:: Reading text

Aside from seeing whether or not a page was recently evicted, we can
also take a reasonable guess at how many other pages were evicted since
this page was evicted.

Signed-off-by: Rik van Riel <riel@redhat.com>

Index: linux-2.6.12-vm/include/linux/swap.h
===================================================================
--- linux-2.6.12-vm.orig/include/linux/swap.h
+++ linux-2.6.12-vm/include/linux/swap.h
@@ -153,6 +153,11 @@ extern void out_of_memory(unsigned int _
 /* linux/mm/memory.c */
 extern void swapin_readahead(swp_entry_t, unsigned long, struct vm_area_struct *);
 
+/* linux/mm/nonresident.c */
+extern int remember_page(struct address_space *, unsigned long);
+extern int recently_evicted(struct address_space *, unsigned long);
+extern void init_nonresident(void);
+
 /* linux/mm/page_alloc.c */
 extern unsigned long totalram_pages;
 extern unsigned long totalhigh_pages;
@@ -288,6 +293,11 @@ static inline swp_entry_t get_swap_page(
 #define grab_swap_token()  do { } while(0)
 #define has_swap_token(x) 0
 
+/* linux/mm/nonresident.c */
+#define init_nonresident()	do { } while (0)

::::

◆ Problems to work on ◆
#1 Can you give the lines of the records from the one holding "Detect the small glass bowl" through the one holding "[54,211,663,549]", inclusive, as a JSON list of strings with one string per line and blank lines left out?
#2 How would you take the kernel patch on past its last line shown?
The patch above has no connection to the records that follow it.

:: Input data

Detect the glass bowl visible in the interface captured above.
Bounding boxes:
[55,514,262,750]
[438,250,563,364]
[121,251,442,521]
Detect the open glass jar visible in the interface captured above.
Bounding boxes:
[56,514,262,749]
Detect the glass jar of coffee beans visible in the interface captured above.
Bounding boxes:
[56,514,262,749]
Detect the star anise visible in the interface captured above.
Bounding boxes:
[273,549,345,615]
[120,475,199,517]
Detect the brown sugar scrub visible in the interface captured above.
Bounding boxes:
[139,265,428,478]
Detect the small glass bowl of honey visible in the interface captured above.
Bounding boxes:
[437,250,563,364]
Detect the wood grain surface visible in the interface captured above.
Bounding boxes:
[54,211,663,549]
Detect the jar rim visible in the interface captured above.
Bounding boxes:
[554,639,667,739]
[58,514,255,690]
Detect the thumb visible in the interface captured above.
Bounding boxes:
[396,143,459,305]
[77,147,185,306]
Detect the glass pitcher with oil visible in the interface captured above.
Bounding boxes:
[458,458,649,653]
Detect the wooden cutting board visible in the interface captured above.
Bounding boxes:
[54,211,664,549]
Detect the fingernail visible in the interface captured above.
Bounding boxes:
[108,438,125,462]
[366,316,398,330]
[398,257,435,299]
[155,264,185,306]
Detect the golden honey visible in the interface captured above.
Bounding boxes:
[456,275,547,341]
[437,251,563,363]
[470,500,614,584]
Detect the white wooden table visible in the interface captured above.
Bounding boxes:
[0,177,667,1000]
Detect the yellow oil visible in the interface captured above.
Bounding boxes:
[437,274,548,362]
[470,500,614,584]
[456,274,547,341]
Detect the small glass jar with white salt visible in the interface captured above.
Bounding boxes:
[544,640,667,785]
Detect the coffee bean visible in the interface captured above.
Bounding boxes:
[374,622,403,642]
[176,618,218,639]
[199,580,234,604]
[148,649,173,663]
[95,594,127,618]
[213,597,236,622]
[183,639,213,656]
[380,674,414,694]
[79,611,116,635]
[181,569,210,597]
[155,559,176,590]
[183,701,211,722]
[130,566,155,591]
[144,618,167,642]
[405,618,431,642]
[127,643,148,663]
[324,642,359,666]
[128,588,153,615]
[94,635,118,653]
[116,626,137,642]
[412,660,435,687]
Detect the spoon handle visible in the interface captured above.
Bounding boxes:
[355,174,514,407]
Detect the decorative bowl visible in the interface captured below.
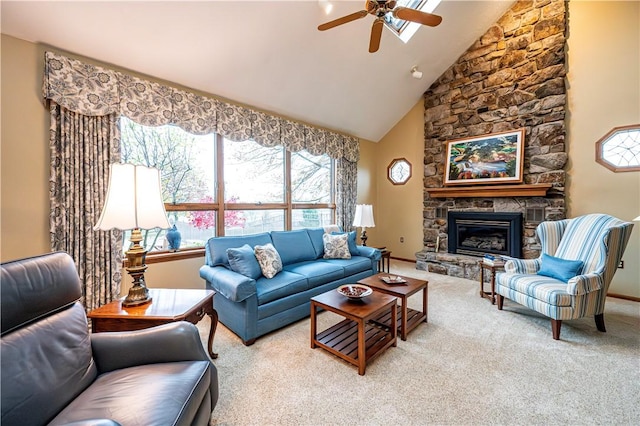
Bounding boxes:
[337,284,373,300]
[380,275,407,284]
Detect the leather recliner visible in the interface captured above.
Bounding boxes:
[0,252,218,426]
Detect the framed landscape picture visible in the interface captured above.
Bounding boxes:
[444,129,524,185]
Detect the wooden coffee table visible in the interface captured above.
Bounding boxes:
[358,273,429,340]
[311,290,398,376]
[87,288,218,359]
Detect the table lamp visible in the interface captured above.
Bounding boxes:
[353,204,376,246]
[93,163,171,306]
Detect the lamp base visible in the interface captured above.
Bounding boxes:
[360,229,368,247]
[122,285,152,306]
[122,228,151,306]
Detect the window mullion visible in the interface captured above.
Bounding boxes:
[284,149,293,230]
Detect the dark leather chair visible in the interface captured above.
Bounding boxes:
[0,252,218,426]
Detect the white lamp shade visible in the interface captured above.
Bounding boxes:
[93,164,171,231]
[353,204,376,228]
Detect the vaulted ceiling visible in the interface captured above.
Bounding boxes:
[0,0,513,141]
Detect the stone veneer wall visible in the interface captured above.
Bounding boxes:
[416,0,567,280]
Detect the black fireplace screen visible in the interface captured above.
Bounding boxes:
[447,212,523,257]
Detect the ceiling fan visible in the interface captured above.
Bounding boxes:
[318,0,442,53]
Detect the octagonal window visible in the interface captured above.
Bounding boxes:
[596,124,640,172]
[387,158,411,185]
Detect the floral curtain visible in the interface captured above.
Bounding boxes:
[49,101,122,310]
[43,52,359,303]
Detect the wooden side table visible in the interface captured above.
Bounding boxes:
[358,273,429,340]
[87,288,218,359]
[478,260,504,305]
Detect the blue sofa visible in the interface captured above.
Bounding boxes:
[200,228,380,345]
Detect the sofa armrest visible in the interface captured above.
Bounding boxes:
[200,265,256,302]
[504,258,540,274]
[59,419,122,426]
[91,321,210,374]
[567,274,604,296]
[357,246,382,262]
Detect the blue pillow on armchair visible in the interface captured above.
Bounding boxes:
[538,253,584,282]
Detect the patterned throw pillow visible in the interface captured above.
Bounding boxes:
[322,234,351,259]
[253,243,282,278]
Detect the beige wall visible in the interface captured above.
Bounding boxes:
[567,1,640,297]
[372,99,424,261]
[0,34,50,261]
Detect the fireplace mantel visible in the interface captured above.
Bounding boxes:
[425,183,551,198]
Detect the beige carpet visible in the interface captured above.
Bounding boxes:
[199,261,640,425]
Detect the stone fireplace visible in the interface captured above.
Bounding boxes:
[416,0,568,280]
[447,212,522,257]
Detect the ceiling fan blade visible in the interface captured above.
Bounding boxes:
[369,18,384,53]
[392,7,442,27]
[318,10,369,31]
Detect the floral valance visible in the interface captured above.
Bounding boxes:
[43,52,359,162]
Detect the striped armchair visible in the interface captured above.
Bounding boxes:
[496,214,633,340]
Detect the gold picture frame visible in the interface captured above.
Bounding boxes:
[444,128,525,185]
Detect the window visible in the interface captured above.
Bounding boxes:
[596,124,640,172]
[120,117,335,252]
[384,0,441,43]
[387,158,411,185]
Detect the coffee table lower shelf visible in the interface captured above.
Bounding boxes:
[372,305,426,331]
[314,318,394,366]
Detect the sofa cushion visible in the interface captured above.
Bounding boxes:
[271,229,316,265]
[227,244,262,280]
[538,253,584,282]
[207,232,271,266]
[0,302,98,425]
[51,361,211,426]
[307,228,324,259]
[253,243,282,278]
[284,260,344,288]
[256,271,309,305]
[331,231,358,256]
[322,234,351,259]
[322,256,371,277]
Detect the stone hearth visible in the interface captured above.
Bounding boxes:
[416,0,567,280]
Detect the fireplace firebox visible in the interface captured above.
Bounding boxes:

::::

◆ Final answers ◆
#1
[
  "Detect the small glass bowl of honey visible in the interface captured above.",
  "Bounding boxes:",
  "[437,250,563,364]",
  "Detect the wood grain surface visible in the interface captured above.",
  "Bounding boxes:",
  "[54,211,663,549]"
]

#2
+#define remember_page(x,y)	0
+#define recently_evicted(x,y)	0
+
 #endif /* CONFIG_SWAP */
 #endif /* __KERNEL__*/
 #endif /* _LINUX_SWAP_H */
Index: linux-2.6.12-vm/init/main.c
===================================================================
--- linux-2.6.12-vm.orig/init/main.c
+++ linux-2.6.12-vm/init/main.c
@@ -47,6 +47,7 @@
 #include <linux/rmap.h>
 #include <linux/mempolicy.h>
 #include <linux/key.h>
+#include <linux/swap.h>
 
 #include <asm/io.h>
 #include <asm/bugs.h>
@@ -488,6 +489,7 @@ asmlinkage void __init start_kernel(void
 	}
 #endif
 	vfs_caches_init_early();
+	init_nonresident();
 	mem_init();
 	kmem_cache_init();
 	numa_policy_init();
Index: linux-2.6.12-vm/mm/Makefile
===================================================================
--- linux-2.6.12-vm.orig/mm/Makefile
+++ linux-2.6.12-vm/mm/Makefile
@@ -12,7 +12,8 @@ obj-y			:= bootmem.o filemap.o mempool.o
 			   readahead.o slab.o swap.o truncate.o vmscan.o \
 			   prio_tree.o $(mmu-y)
 
-obj-$(CONFIG_SWAP)	+= page_io.o swap_state.o swapfile.o thrash.o
+obj-$(CONFIG_SWAP)	+= page_io.o swap_state.o swapfile.o thrash.o \
+			   nonresident.o
 obj-$(CONFIG_HUGETLBFS)	+= hugetlb.o
 obj-$(CONFIG_NUMA) 	+= mempolicy.o
 obj-$(CONFIG_SHMEM) += shmem.o
Index: linux-2.6.12-vm/mm/nonresident.c
===================================================================
--- /dev/null
+++ linux-2.6.12-vm/mm/nonresident.c
@@ -0,0 +1,162 @@
+/*
+ * mm/nonresident.c
+ * (C) 2004,2005 Red Hat, Inc
+ * Written by Rik van Riel <riel@redhat.com>
+ * Released under the GPL, see the file COPYING for details.
+ *
+ * Keeps track of whether a non-resident page was recently evicted
+ * and should be immediately promoted to the active list. This also
+ * helps automatically tune the inactive target.
+ *
+ * The pageout code stores a recently evicted page in this cache
+ * by calling remember_page(mapping/mm, index/vaddr, generation)
+ * and can look it up in the cache by calling recently_evicted()
+ * with the same arguments.
+ *
+ * Note that there is no way to invalidate pages after eg. truncate
+ * or exit, we let the pages fall out of the non-resident set through
+ * normal replacement.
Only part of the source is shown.